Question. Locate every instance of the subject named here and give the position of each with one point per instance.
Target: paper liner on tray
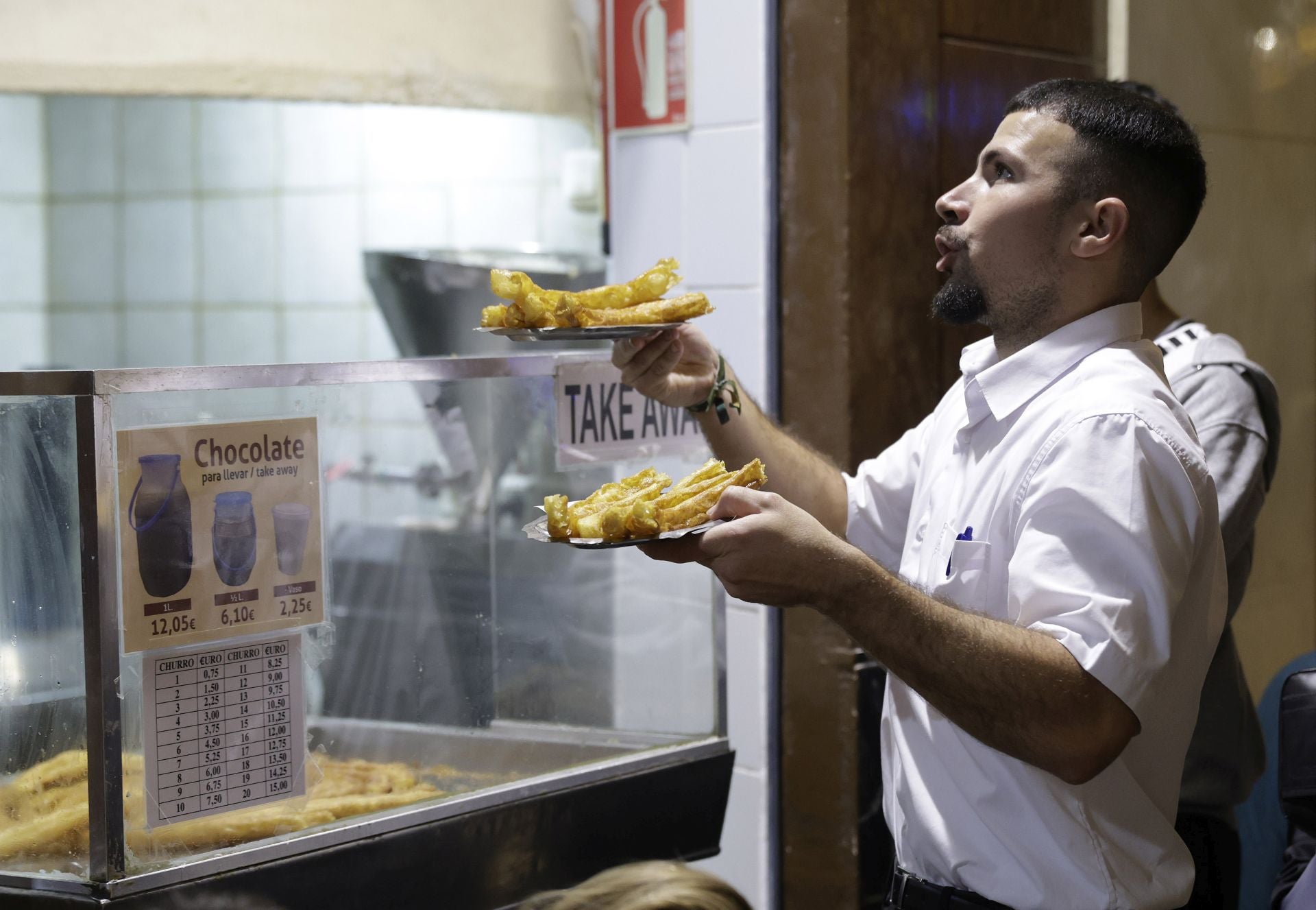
(576, 332)
(539, 529)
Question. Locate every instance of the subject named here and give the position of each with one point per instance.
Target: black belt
(912, 893)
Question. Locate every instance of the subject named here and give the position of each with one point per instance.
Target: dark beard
(960, 303)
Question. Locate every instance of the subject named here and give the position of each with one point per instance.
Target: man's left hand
(773, 552)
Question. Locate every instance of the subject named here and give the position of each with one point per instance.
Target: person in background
(644, 887)
(1234, 407)
(1038, 562)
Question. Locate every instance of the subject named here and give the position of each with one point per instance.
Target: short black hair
(1135, 147)
(1148, 91)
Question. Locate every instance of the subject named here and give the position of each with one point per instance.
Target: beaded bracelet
(715, 396)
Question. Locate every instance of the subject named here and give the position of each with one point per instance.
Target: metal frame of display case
(97, 510)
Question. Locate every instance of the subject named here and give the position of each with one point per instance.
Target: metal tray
(539, 529)
(579, 333)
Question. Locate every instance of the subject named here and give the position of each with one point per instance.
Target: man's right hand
(675, 366)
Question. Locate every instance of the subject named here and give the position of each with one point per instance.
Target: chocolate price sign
(220, 531)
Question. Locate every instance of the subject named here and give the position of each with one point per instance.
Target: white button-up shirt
(1093, 520)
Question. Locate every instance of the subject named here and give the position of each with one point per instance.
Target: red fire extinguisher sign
(648, 65)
===============
§ Direction:
Format every line of the rows above as a JSON list of strings, with one string per line. Omit blank lines and the picture line.

§ Exercise answer:
[
  "Question. Locate every instance of the subject named here and give the position of each with one point per instance.",
  "Target: paper liner on tray",
  "(576, 332)",
  "(539, 529)",
  "Question. Locate every instance of the subject named here and give the position of each with one point per instance.",
  "Target: black belt",
  "(912, 893)",
  "Question. Locate every instance of the subject named here and give the position of each with one point per instance.",
  "Target: dark beard",
  "(960, 303)",
  "Question. Locate every instance of the subject named here and give the position of each with one point per instance.",
  "Target: man's left hand",
  "(773, 552)",
  "Question. Locate every instance of the subject named here and give the position of each with one point per instance.",
  "Target: person in background",
  "(644, 887)",
  "(1234, 407)",
  "(1038, 562)",
  "Question. Locate every instance of the subject named here and give the position of each with one point per instance.",
  "Target: short black hair",
  "(1135, 147)",
  "(1148, 91)",
  "Question. Locate every instance of the subject named here and give the position of each with one point per instance.",
  "Target: beaded bracelet",
  "(715, 396)",
  "Question. Locate every instance of the subject named here and give the position of each with one point per instance.",
  "Target: metal frame of display case",
  "(97, 510)",
  "Question. Locate every instance of the subject named here and give the position of each with one point per instance.",
  "Target: metal tray",
  "(539, 529)",
  "(579, 333)",
  "Question. Locate every instance of the subject named here and give the position of each with one point per instance.",
  "Target: man's right hand",
  "(675, 366)",
  "Question. Locate every instance of the subject named here and give the position of each with one point per instance.",
  "Target: chocolate price sign",
  "(220, 531)",
  "Question. Locate every instance of the subject named here and give the position of each with one point per instance.",
  "Target: white button-up shirt",
  "(1093, 520)",
  "Question. Locate every instance of the subject named here and give the position of each with one point per instance.",
  "Target: red fire extinguisher sign",
  "(648, 65)"
]